#### Data shown:
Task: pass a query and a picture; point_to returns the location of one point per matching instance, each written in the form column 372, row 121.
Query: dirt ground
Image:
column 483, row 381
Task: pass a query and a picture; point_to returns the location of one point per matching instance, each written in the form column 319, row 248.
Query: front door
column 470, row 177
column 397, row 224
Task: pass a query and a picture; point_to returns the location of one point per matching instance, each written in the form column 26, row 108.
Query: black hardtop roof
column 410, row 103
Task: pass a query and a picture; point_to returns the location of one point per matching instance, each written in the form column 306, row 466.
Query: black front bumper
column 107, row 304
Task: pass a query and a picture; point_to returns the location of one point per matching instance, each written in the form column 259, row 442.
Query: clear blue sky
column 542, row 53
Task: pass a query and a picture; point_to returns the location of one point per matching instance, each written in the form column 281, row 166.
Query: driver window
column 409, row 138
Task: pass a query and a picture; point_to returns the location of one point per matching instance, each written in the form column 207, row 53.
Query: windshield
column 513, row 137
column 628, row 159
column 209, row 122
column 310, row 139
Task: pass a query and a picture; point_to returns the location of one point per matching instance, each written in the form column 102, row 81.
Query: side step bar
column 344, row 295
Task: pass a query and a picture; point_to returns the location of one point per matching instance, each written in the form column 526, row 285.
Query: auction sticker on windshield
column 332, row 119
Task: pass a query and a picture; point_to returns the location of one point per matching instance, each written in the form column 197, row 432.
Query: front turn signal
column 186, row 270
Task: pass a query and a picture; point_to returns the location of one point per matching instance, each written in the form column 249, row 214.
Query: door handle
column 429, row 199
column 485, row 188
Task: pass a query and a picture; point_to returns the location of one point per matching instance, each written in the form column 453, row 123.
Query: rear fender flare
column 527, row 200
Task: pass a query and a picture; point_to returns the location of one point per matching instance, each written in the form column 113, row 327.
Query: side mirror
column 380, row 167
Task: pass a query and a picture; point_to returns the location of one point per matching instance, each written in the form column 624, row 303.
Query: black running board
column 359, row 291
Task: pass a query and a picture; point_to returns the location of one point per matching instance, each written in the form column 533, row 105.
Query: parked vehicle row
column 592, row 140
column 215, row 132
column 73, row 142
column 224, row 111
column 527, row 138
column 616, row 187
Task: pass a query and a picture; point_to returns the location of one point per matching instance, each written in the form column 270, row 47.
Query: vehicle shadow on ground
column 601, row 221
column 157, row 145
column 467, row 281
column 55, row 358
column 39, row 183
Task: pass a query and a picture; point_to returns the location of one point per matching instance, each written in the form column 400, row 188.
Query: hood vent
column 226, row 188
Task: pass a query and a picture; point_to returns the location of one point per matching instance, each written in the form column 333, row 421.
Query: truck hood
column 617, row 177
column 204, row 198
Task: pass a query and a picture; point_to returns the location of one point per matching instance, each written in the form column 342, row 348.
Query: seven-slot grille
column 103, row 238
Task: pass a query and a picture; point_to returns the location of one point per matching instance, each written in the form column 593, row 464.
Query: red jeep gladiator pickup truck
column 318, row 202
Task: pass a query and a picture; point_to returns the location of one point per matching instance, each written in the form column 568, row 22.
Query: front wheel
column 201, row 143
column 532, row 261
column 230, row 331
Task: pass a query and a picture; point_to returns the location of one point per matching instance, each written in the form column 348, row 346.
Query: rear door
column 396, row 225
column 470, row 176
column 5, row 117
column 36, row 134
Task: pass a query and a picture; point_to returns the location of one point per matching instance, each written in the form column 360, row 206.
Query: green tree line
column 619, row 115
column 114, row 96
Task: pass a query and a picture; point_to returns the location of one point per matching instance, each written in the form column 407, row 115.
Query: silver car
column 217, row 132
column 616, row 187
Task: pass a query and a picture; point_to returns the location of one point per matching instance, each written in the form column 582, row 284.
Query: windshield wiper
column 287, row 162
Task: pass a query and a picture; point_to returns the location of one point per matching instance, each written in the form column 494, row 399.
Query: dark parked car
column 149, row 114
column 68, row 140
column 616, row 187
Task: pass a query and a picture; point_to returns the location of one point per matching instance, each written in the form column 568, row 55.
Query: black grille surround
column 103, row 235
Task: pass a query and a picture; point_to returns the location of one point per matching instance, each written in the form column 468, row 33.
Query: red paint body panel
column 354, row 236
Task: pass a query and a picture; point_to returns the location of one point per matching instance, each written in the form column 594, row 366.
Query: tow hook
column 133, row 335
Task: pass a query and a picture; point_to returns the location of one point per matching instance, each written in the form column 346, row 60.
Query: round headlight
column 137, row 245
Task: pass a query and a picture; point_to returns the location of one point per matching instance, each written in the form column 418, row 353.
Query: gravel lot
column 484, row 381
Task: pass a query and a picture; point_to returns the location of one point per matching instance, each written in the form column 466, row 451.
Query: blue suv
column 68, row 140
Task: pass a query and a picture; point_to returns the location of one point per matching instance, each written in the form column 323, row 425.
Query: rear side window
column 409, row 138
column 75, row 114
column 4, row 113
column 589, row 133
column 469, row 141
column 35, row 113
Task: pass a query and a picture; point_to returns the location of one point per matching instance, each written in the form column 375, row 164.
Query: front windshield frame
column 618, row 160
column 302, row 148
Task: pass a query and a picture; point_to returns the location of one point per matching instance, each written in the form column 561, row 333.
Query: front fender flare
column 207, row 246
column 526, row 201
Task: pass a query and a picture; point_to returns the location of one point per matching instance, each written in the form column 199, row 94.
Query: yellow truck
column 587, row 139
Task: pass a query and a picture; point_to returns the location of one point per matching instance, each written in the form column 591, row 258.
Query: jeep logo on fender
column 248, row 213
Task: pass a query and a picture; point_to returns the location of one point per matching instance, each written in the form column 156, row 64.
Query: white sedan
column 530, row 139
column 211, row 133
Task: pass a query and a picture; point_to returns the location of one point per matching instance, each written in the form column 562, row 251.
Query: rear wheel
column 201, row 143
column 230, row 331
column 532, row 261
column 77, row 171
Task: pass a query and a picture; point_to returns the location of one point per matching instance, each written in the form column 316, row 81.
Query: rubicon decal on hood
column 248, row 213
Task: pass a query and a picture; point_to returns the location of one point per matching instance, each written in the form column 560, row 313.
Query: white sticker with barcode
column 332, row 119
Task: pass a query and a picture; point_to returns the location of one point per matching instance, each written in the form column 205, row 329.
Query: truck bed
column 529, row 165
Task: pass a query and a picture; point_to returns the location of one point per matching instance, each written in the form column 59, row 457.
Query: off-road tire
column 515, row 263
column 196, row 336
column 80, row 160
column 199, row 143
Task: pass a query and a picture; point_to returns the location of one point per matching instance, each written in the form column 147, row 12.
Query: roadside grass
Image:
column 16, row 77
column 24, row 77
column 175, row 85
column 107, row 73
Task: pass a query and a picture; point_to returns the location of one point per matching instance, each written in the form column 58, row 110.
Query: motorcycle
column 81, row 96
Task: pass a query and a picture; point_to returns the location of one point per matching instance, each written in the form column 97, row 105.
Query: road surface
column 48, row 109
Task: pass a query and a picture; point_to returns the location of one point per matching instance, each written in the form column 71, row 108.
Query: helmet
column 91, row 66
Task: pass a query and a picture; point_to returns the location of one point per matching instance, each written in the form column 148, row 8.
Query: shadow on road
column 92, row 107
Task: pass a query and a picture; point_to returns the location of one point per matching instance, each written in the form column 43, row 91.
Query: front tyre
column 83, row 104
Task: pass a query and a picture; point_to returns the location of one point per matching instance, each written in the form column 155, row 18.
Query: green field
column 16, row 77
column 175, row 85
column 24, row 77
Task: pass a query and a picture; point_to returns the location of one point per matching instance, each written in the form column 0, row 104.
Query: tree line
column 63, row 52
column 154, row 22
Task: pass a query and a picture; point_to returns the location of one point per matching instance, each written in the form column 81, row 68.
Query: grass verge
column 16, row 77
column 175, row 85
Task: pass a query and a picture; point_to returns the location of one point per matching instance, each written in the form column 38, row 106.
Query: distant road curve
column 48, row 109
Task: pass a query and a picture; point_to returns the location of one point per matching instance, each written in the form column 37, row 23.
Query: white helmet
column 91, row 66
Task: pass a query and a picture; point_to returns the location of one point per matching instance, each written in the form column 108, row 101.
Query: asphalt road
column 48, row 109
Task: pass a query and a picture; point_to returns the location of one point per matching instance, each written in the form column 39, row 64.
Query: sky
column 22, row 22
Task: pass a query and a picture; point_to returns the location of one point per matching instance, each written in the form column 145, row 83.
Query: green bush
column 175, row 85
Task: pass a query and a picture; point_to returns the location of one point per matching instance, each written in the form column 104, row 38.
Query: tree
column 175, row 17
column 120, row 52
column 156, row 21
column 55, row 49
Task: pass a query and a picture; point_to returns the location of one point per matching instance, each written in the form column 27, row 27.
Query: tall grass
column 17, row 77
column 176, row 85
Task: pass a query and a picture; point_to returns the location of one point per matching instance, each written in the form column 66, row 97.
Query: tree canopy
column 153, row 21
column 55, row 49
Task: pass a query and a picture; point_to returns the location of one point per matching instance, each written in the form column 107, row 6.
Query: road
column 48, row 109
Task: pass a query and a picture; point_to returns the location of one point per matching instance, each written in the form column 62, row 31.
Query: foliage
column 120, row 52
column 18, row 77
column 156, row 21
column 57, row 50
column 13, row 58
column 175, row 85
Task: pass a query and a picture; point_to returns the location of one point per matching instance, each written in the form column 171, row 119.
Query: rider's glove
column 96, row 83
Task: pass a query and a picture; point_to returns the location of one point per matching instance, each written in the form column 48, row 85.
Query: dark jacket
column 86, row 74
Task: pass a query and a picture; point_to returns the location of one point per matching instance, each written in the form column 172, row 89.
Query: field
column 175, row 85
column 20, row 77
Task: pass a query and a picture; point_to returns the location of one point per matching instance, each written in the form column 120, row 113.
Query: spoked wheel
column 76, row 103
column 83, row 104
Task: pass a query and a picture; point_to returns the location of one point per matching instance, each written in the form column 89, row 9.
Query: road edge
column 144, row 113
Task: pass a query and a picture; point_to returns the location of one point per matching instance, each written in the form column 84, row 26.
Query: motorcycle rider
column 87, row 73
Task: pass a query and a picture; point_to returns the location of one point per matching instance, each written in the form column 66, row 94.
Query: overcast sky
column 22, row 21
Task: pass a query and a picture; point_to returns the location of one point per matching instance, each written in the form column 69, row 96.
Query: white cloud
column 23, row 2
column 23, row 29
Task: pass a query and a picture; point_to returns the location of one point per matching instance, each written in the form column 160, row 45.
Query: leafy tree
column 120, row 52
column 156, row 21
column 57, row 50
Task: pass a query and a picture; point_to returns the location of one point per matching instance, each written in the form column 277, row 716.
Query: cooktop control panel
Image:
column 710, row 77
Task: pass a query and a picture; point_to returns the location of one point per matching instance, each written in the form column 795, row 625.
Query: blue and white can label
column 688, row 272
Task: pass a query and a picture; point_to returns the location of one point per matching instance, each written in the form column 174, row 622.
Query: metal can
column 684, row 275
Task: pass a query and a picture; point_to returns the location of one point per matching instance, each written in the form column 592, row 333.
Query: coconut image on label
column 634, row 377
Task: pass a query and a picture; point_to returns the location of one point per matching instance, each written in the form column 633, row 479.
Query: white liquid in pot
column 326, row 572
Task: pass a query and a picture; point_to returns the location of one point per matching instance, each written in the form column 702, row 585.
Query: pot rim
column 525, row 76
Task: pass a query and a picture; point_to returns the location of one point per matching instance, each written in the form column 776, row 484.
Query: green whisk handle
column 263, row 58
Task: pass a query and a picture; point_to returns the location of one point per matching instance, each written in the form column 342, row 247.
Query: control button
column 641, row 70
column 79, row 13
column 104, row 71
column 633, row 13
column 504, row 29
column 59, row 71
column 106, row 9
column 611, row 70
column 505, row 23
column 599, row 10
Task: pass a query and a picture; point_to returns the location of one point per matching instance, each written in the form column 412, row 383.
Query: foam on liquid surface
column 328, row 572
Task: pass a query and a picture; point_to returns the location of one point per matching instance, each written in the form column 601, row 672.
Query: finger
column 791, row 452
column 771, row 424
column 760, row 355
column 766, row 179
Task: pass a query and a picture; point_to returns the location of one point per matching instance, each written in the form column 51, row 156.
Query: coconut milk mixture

#### Exercise task:
Could you rewrite the rows from the line with "591, row 258." to the line with "column 77, row 171", renaming "white sedan" to "silver sedan" and leaving everything else unchanged?

#### Result of the task:
Task: pass a query and a picture; point_to returns the location of one point per matching instance, each written in the form column 591, row 258.
Query: jeep logo on fender
column 248, row 213
Task: pass a query and a picture; point_to returns the location of one point per matching instance, each written in the form column 156, row 64.
Query: silver sedan
column 530, row 139
column 211, row 133
Task: pass a query and a picture; point_to returns the location of one point per matching instance, each written in the form column 562, row 251.
Query: rear wheel
column 201, row 143
column 230, row 331
column 532, row 261
column 77, row 171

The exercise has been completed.